>> BEGIN EXTRACTED MATERIAL
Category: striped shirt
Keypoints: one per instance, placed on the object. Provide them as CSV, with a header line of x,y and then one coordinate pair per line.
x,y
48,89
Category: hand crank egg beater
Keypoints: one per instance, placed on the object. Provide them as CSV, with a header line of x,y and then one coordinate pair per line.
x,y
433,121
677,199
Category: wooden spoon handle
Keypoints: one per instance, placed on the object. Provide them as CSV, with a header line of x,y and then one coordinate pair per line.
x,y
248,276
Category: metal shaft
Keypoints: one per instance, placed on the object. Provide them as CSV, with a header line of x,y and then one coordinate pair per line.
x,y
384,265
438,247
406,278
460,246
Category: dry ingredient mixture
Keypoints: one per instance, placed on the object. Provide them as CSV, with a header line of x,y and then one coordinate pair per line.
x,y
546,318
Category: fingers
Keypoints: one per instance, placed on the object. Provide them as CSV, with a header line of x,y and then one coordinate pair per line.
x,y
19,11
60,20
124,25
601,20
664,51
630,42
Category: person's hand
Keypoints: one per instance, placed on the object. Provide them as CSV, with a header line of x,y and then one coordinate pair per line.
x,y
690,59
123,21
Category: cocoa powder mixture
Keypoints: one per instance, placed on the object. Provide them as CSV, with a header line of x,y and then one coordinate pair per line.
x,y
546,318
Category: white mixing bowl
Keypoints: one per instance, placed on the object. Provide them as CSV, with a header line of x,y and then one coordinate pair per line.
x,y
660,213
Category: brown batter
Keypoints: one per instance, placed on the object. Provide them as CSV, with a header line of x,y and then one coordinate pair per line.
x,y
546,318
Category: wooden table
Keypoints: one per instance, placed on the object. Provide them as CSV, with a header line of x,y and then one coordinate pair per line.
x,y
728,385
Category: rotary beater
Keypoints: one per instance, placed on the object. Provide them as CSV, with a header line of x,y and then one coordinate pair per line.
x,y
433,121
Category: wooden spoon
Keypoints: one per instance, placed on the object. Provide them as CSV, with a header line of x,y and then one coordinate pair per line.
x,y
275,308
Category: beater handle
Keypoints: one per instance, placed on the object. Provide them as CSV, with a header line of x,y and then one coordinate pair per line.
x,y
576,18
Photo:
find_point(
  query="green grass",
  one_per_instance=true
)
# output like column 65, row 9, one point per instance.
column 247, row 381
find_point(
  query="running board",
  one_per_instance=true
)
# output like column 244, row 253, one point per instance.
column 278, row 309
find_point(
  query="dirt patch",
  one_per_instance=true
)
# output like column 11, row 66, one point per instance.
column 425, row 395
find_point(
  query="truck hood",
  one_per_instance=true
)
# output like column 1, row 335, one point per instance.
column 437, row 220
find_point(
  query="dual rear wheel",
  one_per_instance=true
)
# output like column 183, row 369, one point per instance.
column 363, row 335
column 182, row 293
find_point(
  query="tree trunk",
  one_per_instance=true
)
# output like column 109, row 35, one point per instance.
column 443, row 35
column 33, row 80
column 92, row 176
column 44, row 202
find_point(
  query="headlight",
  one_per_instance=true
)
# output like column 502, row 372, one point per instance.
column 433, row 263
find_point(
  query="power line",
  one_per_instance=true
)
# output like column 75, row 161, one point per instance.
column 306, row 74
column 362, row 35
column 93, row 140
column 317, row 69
>> END EXTRACTED MATERIAL
>> BEGIN EXTRACTED MATERIAL
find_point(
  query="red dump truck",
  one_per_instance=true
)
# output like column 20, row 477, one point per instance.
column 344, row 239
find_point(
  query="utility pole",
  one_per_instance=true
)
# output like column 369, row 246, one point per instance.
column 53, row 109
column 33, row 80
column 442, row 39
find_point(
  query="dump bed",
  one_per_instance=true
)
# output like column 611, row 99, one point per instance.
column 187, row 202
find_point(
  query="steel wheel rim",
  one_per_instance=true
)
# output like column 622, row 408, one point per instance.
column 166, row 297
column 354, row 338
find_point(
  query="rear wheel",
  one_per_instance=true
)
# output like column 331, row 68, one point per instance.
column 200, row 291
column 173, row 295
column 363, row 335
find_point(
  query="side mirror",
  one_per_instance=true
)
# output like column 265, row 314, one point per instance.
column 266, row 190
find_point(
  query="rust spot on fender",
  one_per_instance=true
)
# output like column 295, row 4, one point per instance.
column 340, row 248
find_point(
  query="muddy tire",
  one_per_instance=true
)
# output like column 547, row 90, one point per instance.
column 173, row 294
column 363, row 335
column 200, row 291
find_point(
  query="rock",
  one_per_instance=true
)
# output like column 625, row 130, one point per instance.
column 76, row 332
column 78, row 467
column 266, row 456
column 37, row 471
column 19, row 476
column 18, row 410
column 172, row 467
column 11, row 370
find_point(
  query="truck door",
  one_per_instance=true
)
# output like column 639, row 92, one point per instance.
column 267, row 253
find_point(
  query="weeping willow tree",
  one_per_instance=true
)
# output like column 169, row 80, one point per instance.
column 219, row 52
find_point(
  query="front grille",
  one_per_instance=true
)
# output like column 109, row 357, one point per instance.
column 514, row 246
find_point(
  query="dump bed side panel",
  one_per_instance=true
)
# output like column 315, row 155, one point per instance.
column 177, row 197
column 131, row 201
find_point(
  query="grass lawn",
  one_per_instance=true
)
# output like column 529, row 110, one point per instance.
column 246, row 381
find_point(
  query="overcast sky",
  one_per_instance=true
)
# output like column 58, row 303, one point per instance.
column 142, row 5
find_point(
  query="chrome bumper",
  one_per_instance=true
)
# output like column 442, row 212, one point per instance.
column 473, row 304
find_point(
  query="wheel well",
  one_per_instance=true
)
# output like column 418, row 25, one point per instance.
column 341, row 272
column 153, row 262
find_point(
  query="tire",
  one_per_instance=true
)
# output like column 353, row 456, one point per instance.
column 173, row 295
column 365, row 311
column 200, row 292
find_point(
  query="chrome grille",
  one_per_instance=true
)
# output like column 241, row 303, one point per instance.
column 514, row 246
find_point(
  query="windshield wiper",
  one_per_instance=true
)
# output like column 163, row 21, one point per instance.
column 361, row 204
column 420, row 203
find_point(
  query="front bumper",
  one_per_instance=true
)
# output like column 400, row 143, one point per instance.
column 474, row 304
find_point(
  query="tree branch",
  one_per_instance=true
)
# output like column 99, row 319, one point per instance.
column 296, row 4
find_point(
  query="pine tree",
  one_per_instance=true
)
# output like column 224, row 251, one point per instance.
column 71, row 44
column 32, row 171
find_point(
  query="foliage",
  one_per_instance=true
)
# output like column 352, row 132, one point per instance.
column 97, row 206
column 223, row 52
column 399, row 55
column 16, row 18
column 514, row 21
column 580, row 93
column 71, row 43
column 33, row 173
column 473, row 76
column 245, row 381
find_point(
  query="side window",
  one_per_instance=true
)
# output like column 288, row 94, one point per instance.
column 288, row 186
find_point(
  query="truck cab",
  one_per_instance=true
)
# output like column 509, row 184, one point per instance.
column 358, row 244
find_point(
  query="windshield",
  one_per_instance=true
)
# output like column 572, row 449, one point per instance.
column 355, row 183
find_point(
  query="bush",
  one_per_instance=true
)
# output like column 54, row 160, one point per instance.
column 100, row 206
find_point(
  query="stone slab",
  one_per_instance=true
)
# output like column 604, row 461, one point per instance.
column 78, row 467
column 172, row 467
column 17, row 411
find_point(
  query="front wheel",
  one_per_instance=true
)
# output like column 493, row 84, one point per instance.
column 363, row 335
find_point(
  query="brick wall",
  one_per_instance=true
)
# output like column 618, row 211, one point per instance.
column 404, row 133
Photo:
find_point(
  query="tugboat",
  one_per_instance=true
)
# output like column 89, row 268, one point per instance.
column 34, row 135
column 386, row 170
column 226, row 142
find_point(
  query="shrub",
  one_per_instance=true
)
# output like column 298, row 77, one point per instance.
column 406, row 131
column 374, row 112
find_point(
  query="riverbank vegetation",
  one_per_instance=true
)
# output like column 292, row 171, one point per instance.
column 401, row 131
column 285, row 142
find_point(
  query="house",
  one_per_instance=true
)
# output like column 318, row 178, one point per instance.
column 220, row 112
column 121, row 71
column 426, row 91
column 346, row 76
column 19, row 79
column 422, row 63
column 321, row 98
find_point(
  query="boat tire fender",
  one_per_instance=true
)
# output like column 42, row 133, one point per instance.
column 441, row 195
>> END EXTRACTED MATERIAL
>> BEGIN EXTRACTED MATERIAL
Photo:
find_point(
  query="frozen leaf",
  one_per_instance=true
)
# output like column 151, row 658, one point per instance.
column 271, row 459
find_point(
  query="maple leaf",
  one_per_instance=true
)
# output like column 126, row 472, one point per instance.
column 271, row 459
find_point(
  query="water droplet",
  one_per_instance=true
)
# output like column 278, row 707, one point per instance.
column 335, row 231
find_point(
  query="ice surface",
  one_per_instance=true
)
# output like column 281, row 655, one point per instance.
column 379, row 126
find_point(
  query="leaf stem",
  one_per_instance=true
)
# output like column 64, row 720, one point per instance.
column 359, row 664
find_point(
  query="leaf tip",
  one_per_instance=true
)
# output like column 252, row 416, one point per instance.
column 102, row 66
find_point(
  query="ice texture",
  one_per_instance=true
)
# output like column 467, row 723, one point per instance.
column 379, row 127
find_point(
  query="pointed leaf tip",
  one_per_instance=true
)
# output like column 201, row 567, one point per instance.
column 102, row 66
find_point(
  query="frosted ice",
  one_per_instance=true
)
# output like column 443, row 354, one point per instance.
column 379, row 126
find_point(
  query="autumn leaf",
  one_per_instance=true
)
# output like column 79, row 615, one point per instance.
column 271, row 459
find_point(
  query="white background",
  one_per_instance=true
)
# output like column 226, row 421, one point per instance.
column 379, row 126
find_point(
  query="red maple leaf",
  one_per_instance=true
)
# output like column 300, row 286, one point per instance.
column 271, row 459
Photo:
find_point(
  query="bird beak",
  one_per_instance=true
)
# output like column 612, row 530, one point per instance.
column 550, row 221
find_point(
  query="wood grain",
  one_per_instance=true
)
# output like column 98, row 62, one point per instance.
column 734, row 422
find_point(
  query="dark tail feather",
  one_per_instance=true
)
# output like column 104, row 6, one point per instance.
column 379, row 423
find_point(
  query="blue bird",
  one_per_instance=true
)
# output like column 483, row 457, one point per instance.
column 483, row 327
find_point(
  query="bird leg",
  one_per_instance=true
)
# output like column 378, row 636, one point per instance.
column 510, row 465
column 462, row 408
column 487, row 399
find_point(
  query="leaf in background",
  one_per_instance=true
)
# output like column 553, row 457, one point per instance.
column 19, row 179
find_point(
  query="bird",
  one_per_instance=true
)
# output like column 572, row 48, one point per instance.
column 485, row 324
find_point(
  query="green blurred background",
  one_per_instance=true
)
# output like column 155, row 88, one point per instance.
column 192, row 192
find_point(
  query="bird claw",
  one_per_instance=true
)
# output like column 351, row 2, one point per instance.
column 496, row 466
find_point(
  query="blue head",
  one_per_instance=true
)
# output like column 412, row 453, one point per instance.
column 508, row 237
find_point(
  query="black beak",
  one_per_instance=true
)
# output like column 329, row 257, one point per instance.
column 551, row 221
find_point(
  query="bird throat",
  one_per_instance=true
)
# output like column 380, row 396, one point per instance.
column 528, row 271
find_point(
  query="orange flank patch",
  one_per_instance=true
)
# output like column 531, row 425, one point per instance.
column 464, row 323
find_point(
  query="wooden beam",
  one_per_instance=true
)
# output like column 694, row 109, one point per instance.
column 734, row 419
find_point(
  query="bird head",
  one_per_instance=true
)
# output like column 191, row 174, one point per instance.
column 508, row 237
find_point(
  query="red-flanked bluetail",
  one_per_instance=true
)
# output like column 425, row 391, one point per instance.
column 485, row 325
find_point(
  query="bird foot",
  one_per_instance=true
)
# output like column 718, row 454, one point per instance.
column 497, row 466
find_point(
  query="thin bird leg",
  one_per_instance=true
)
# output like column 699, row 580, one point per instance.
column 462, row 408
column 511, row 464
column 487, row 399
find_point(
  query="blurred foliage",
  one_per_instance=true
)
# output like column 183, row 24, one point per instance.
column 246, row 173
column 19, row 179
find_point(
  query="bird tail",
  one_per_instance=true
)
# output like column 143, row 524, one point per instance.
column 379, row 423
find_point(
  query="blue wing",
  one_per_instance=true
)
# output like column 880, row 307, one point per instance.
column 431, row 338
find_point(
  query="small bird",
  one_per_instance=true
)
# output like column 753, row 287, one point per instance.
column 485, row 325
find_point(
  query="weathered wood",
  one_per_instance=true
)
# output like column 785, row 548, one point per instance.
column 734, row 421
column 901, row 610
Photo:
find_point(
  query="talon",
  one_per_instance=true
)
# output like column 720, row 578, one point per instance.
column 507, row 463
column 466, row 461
>> END EXTRACTED MATERIAL
● DO THIS
Can you return, unchanged, the lines of the records between the one holding "Category: wooden table" and the one holding "column 182, row 293", inclusive?

● SOLUTION TO THIS PROBLEM
Category: wooden table
Keypoints: one per instance, placed on the object. Provide them as CSV, with a header line of x,y and then one coordinate pair per line.
x,y
728,385
Category: rotary beater
Keypoints: one per instance, placed on the object. Provide them as CSV, with a header line of x,y and then one coordinate pair per line.
x,y
433,121
Category: wooden spoon
Keypoints: one per instance, placed on the object. Provide them as CSV, with a header line of x,y and then one coordinate pair per line.
x,y
275,308
Category: beater handle
Keypoints: one per instance, placed on the object. Provide them as CSV, with a header line of x,y and then one coordinate pair per line.
x,y
576,18
Photo:
find_point(
  query="green grass",
  one_per_instance=true
)
# output like column 65, row 9, one point per instance.
column 247, row 381
find_point(
  query="running board",
  one_per_instance=true
)
# output like column 244, row 253, one point per instance.
column 278, row 309
find_point(
  query="dirt patch",
  one_per_instance=true
)
# output like column 11, row 66, one point per instance.
column 425, row 395
find_point(
  query="truck hood",
  one_per_instance=true
)
# output like column 1, row 335, one point per instance.
column 437, row 220
find_point(
  query="dual rear wheel",
  one_per_instance=true
)
# output like column 183, row 369, one point per instance.
column 363, row 335
column 182, row 293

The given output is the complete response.